Goal of the exercise:
Copy out everything from the start of the records below down to the line containing "229], [345, 109]]", including both ends.

Records for identifying positions:
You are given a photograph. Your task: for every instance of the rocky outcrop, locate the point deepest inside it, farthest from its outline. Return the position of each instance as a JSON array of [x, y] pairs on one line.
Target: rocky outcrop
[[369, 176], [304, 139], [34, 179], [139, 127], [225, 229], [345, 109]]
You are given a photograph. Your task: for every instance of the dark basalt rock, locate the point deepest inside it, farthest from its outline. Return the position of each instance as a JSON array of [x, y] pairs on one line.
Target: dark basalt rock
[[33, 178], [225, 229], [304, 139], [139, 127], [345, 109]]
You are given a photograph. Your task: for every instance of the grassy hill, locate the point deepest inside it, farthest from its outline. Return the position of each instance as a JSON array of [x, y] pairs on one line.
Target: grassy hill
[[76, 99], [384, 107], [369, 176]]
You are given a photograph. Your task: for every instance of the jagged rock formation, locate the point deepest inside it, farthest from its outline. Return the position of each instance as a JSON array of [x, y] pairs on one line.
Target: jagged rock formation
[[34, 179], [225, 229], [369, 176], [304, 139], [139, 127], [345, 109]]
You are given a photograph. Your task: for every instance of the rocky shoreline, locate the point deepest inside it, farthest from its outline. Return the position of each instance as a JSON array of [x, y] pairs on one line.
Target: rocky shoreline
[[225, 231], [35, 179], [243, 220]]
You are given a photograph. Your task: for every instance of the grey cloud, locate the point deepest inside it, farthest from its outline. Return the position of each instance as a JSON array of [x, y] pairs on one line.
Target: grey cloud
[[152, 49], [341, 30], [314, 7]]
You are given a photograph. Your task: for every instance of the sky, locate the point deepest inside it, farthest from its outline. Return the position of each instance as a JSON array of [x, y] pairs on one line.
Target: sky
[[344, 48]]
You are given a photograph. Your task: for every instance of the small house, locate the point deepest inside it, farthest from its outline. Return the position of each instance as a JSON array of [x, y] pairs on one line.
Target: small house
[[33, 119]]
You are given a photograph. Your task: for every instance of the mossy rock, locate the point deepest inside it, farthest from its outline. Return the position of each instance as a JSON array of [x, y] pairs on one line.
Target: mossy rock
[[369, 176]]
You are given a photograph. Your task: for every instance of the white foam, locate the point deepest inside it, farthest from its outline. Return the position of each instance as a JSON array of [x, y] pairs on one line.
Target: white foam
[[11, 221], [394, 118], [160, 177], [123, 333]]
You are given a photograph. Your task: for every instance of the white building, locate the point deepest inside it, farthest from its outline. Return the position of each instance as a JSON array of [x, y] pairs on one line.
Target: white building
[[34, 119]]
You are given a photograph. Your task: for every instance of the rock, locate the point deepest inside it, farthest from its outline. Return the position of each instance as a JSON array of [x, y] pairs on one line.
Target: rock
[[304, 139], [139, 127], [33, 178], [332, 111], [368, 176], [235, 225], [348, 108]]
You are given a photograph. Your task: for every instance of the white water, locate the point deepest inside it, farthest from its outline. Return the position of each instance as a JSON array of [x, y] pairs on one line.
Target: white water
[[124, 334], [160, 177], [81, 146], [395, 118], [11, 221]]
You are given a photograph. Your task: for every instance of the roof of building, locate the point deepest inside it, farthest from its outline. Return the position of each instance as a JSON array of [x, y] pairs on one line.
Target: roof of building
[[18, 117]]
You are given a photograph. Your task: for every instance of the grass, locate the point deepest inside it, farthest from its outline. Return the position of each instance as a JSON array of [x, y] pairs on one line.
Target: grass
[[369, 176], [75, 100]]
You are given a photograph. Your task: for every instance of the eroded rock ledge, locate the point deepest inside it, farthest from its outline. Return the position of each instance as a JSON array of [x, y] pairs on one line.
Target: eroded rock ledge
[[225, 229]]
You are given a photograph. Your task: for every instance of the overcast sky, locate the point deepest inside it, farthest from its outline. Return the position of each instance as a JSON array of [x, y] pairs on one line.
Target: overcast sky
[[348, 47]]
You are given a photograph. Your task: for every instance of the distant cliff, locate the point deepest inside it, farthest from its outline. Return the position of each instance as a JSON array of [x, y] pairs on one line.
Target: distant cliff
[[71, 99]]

Response for this exercise:
You are given a photograph. Your task: for every instance of the rocky outcrop, locate the point deepest inside it, farthest from its outline. Return the position of each instance as a JSON array of [x, y] pairs on one line.
Target: rocky outcrop
[[369, 176], [304, 139], [34, 179], [139, 127], [225, 229], [345, 109]]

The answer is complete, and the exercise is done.